→ **WHAT THE TASK REQUIRES**: Convert all of the material below into a two-column CSV with the header columns "request" and "response", using one row per request. Put each request's text and its answer in a single quoted field, and turn line breaks into spaces.

Segmentation annotation material
___

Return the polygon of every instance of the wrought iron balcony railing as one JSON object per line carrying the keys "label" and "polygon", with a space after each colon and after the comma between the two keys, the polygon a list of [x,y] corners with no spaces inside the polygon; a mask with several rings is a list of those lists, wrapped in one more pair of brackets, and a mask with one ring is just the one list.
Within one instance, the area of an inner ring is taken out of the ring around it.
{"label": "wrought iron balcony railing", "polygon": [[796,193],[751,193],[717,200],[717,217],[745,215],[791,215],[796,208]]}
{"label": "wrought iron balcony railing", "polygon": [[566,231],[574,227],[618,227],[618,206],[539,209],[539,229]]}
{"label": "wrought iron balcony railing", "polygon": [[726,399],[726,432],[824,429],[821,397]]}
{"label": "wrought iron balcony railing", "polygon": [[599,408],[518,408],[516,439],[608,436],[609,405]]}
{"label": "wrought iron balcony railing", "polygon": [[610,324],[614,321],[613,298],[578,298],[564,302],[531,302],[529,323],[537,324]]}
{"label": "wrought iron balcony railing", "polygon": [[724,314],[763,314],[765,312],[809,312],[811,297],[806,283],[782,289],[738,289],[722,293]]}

___

→ **RESPONSE FOR THIS EXERCISE**:
request,response
"Return the polygon of every instance of the wrought iron balcony railing as one JSON object per line carrying the keys ""label"" and ""polygon"", with a space after each colon and after the comma between the two keys, the polygon a list of [x,y] corners with no spaces inside the polygon; a mask with several rings is a list of those lists, wrapped in one more pair of brackets, and a mask with one ring is just the one list. Within one instance, the area of an inner ring is taken out of the ring around it.","{""label"": ""wrought iron balcony railing"", ""polygon"": [[796,193],[751,193],[717,200],[717,217],[745,215],[791,215],[796,208]]} {""label"": ""wrought iron balcony railing"", ""polygon"": [[566,231],[574,227],[618,227],[618,206],[539,209],[539,229]]} {""label"": ""wrought iron balcony railing"", ""polygon"": [[726,399],[726,432],[824,429],[821,397]]} {""label"": ""wrought iron balcony railing"", ""polygon"": [[599,408],[518,408],[516,439],[608,436],[609,405]]} {""label"": ""wrought iron balcony railing"", ""polygon"": [[610,324],[614,321],[613,298],[578,298],[564,302],[531,302],[529,323],[537,324]]} {""label"": ""wrought iron balcony railing"", ""polygon"": [[724,314],[763,314],[765,312],[809,312],[811,297],[806,283],[782,289],[738,289],[722,293]]}"